• **BRIEF**
Update the records starting at the first line and ending at the line containing "box: [378, 408, 436, 491]", changing every "instance" to "entry" and leaving everything else unchanged.

Stored data:
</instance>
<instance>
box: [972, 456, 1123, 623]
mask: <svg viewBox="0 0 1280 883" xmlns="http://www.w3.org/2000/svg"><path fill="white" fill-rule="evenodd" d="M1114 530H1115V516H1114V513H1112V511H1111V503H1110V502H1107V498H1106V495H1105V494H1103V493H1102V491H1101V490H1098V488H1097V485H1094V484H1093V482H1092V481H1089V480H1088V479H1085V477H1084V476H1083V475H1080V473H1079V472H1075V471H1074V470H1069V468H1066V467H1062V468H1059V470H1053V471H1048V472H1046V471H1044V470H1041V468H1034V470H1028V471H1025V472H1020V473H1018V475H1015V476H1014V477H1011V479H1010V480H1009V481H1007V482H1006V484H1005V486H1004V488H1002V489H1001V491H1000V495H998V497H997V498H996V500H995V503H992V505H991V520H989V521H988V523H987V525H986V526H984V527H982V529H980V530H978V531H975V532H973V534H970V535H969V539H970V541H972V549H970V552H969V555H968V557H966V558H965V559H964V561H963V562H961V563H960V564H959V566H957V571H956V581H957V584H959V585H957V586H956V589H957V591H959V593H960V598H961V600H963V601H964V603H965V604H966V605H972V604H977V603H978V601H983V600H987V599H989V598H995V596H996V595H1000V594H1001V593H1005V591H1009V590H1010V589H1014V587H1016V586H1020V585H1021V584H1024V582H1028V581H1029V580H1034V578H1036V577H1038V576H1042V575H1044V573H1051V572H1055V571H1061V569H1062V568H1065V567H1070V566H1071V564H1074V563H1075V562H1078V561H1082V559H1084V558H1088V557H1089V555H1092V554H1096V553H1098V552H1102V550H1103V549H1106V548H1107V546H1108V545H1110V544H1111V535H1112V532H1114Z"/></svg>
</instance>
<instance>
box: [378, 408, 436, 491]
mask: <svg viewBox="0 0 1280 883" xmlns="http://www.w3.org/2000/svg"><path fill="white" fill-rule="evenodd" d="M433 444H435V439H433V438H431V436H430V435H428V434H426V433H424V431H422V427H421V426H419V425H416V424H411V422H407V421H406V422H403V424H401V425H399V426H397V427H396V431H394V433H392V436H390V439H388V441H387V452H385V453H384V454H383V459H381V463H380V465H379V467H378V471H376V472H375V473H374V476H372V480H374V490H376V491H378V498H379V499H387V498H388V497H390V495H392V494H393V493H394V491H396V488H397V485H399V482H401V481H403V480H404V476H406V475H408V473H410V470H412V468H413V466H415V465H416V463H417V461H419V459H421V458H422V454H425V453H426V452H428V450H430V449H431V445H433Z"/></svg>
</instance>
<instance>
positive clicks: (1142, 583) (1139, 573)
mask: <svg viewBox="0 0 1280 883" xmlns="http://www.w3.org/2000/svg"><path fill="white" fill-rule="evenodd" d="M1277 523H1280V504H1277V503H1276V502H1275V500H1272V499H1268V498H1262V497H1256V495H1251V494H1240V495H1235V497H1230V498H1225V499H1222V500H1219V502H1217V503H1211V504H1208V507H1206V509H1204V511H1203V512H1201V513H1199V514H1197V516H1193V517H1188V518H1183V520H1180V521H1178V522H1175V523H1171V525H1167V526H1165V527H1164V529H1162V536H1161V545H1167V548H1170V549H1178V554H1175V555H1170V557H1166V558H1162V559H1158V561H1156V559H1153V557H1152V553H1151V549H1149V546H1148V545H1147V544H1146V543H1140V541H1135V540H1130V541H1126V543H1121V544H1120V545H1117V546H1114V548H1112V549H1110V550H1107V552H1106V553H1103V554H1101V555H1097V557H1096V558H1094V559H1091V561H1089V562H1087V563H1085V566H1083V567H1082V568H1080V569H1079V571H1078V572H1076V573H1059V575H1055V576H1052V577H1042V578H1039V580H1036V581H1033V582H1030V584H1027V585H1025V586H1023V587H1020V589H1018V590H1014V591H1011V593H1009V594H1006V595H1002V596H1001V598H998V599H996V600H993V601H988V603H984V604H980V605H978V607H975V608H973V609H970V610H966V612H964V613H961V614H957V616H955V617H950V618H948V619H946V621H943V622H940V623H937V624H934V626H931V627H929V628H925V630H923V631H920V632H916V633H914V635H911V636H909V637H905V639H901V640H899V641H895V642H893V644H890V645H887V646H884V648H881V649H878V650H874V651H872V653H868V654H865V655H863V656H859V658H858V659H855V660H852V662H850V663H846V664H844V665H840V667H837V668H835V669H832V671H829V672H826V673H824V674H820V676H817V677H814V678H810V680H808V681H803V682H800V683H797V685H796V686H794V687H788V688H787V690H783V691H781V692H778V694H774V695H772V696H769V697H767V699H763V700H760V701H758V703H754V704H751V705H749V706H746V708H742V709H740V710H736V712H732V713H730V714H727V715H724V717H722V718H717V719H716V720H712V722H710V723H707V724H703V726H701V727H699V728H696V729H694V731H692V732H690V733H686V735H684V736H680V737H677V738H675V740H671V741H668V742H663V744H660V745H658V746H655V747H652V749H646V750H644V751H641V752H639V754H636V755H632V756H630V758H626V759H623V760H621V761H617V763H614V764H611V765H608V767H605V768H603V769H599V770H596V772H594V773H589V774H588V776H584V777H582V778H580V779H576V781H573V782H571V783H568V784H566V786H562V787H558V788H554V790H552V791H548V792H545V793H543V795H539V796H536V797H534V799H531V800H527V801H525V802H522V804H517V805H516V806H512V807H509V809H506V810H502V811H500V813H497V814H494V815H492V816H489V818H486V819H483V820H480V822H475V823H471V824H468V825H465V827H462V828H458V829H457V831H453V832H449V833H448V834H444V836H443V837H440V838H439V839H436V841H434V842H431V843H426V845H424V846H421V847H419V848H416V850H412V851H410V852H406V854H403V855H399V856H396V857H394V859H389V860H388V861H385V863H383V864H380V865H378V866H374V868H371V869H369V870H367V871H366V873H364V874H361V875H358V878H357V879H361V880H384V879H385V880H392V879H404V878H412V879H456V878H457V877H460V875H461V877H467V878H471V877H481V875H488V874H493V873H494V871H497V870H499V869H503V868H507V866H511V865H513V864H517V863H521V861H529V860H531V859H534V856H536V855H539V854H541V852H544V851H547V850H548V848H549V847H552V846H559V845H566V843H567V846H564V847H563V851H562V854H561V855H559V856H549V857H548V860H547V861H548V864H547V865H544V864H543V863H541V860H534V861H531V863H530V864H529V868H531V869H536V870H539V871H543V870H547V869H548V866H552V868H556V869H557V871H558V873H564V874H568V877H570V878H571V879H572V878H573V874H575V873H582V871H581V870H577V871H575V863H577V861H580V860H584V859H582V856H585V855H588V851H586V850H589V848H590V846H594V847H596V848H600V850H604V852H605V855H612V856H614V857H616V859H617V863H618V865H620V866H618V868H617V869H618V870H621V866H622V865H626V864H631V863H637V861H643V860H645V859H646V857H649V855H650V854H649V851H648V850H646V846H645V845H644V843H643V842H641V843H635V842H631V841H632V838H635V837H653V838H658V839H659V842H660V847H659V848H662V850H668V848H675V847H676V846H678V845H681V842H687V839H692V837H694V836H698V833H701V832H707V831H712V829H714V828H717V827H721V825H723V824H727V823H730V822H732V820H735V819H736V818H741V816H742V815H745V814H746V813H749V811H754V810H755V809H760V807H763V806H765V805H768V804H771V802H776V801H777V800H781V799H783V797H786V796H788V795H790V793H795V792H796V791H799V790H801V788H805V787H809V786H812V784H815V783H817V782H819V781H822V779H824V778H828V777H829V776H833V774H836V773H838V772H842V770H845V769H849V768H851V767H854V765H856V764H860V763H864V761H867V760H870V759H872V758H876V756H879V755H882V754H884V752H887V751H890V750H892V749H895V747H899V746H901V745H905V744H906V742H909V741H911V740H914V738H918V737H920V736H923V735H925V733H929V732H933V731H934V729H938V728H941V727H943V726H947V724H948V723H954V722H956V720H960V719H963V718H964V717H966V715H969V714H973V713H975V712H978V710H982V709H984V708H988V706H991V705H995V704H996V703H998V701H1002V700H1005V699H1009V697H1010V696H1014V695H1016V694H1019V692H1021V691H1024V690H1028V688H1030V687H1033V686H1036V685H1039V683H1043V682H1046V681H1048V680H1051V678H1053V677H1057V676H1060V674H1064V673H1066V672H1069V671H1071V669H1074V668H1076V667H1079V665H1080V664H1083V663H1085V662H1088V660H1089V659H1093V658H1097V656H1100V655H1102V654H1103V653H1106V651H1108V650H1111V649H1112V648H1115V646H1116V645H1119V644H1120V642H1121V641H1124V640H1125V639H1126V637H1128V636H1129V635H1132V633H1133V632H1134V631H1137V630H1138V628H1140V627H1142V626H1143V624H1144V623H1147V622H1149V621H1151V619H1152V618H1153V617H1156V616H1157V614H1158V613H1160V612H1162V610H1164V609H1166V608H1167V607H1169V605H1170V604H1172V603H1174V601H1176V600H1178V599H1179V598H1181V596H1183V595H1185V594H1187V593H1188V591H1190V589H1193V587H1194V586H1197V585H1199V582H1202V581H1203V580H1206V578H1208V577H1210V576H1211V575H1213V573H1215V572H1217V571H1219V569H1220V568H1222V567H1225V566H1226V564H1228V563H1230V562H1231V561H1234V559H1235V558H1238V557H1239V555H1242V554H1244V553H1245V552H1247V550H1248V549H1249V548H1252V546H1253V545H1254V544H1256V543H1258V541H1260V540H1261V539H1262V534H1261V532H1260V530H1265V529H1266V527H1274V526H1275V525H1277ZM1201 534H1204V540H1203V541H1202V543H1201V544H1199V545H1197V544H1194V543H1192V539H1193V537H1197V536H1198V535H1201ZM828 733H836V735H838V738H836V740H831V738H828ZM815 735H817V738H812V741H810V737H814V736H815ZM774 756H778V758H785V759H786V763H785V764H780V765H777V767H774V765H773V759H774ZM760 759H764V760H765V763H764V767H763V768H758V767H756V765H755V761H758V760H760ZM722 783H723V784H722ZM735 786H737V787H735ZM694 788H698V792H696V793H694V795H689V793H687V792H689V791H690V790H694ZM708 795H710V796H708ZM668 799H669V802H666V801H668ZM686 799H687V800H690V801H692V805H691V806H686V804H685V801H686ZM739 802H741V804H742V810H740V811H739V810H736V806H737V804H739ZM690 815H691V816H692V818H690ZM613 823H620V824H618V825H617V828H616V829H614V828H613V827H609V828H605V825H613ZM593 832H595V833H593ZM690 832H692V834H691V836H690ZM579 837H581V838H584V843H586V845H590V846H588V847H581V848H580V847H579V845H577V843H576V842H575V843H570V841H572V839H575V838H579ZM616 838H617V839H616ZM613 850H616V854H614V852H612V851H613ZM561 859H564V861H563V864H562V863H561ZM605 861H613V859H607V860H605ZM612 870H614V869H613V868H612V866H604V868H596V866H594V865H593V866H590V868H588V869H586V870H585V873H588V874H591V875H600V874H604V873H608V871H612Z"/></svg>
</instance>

• **WRITTEN REPLY**
</entry>
<entry>
box: [972, 456, 1123, 623]
mask: <svg viewBox="0 0 1280 883" xmlns="http://www.w3.org/2000/svg"><path fill="white" fill-rule="evenodd" d="M1114 530H1115V516H1114V513H1112V511H1111V503H1110V502H1107V498H1106V495H1105V494H1103V493H1102V491H1101V490H1098V488H1097V485H1094V484H1093V482H1092V481H1089V480H1088V479H1085V477H1084V476H1083V475H1080V473H1079V472H1075V471H1074V470H1069V468H1066V467H1062V468H1059V470H1053V471H1048V472H1046V471H1044V470H1041V468H1034V470H1028V471H1025V472H1020V473H1018V475H1015V476H1014V477H1011V479H1010V480H1009V481H1007V482H1006V484H1005V486H1004V488H1002V489H1001V491H1000V495H998V497H997V498H996V500H995V503H992V505H991V520H989V521H988V523H987V525H986V526H984V527H982V529H980V530H978V531H975V532H973V534H970V535H969V539H970V541H972V549H970V552H969V555H968V557H966V558H965V559H964V561H963V562H961V563H960V564H959V566H957V571H956V581H957V584H959V585H957V586H956V589H957V591H959V593H960V598H961V600H963V601H964V603H965V604H966V605H972V604H977V603H978V601H983V600H987V599H989V598H995V596H996V595H1000V594H1001V593H1005V591H1009V590H1010V589H1014V587H1016V586H1020V585H1021V584H1024V582H1028V581H1029V580H1034V578H1036V577H1038V576H1042V575H1044V573H1051V572H1055V571H1061V569H1062V568H1065V567H1070V566H1071V564H1074V563H1075V562H1078V561H1082V559H1084V558H1088V557H1089V555H1092V554H1096V553H1098V552H1102V550H1103V549H1106V548H1107V546H1108V545H1110V544H1111V535H1112V532H1114Z"/></svg>
</entry>
<entry>
box: [378, 408, 436, 491]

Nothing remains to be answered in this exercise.